Hey bud, here's my FS thread, http://www.diymobileaudio.com/forum/classifieds/96301-sundown-sax-200-4-$550-shipped.html the dims are listed in here right under specs:


Dimensions are about 30.75 x 9 x 2

Those are my measurements.


----------



## Midwestrider (Aug 10, 2007)

May I ask why you're selling this amp? Downsizing or going another route?
This looks to be a nice option from Sundown for someone looking for a large AB class sub amp.


----------



## nismos14 (Jun 22, 2007)

Downsizing, I just don't need all the power right now, and I don't know if I'd be able to use it on a long term basis since it puts a hurting on my mounting location (behind rear seats).


----------



## Boostedrex (Apr 4, 2007)

That thing is a beast! Very cool of Jacob to build an amp like that since I feel high output 4 channels are very scarce these days. Well, amps of good quality and high output that is. Well done Sundown!!


----------



## nismos14 (Jun 22, 2007)

Boostedrex said:


> That thing is a beast! Very cool of Jacob to build an amp like that since I feel high output 4 channels are very scarce these days. Well, amps of good quality and high output that is. Well done Sundown!!


Agreed, which is why I had to have one lol!


----------



## sundownz (Apr 13, 2007)

Glad you like it


----------

### DATA SUPPLIED
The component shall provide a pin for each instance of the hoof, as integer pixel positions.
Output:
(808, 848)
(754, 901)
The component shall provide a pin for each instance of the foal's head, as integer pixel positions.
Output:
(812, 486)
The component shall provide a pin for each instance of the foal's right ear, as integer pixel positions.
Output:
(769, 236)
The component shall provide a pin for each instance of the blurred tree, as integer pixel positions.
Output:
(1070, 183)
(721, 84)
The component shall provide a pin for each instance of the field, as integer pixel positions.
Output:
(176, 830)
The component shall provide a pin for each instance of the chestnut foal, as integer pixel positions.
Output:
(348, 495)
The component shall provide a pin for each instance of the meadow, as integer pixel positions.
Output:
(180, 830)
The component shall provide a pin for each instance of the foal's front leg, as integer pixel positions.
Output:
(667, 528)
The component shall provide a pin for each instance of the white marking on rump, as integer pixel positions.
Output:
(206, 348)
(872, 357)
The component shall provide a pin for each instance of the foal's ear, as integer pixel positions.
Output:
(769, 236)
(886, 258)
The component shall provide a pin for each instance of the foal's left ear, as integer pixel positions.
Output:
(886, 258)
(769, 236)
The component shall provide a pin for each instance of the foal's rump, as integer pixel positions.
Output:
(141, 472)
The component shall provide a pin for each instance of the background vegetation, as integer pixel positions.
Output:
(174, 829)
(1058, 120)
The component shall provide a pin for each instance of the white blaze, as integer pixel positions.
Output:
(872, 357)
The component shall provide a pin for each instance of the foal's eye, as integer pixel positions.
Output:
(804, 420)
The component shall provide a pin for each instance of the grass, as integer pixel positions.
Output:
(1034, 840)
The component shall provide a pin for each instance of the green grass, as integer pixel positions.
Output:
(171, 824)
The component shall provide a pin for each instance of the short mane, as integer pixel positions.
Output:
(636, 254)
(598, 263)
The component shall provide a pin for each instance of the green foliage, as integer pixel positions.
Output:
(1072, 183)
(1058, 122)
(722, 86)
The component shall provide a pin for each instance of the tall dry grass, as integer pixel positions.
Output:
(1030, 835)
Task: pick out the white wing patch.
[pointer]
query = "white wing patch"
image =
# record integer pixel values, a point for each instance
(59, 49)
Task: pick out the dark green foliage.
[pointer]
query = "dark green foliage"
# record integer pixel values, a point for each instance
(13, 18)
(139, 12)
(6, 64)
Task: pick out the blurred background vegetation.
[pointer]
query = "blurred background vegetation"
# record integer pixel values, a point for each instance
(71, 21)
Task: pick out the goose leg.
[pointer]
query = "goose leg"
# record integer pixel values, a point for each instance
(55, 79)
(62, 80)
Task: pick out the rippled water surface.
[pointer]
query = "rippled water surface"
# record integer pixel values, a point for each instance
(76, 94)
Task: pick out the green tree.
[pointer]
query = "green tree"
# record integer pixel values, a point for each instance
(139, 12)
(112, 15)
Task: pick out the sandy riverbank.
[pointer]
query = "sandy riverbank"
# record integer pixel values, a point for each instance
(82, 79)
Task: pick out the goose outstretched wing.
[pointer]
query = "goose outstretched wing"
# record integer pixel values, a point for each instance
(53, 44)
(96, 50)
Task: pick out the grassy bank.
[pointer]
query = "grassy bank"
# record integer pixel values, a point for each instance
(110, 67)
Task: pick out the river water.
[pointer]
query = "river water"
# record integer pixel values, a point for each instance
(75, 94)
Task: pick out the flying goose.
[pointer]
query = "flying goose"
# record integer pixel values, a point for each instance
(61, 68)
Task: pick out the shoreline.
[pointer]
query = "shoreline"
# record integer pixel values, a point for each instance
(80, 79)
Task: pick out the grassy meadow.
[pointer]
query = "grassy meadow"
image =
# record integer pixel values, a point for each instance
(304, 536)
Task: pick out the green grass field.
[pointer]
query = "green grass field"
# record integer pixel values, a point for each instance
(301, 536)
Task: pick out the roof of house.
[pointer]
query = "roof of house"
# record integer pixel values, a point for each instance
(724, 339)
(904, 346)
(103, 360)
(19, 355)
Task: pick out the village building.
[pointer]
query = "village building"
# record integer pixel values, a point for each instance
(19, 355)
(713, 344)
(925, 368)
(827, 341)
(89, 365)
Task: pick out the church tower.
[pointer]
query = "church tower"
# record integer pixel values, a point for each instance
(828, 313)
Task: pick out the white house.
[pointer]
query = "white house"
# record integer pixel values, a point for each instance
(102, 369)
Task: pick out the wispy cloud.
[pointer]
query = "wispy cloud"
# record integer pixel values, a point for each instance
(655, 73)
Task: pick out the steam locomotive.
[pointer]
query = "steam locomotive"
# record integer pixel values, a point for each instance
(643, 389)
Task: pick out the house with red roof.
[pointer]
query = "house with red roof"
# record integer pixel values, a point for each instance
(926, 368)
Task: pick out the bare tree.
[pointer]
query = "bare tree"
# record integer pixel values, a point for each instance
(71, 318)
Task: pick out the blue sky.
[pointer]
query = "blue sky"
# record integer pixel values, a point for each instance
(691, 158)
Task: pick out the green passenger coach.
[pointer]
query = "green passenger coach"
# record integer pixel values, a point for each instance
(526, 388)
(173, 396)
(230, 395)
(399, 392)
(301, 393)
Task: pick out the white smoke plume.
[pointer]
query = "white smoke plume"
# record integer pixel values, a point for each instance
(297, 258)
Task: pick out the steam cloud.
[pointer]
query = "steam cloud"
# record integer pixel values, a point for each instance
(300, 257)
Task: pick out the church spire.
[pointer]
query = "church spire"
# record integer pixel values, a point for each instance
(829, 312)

### LIST OF TASKS
[1] Using the amp forum thread, answer these:
(a) What dimensions are given for the amp?
(b) Where is the amp mounted?
(c) Why is the amp being sold?
[2] Write out a passage of the amp forum thread, beginning at the words that have "Dimensions are about" and stopping after "class sub amp.". In it, switch "large" to "powerful".
Answer from the amp forum thread alone.

### ANSWER LIST
[1]
(a) About 30.75 x 9 x 2.
(b) Behind the rear seats.
(c) Downsizing: the seller doesn't need all the power right now.

[2]
Dimensions are about 30.75 x 9 x 2

Those are my measurements.


----------



## Midwestrider (Aug 10, 2007)

May I ask why you're selling this amp? Downsizing or going another route?
This looks to be a nice option from Sundown for someone looking for a powerful AB class sub amp.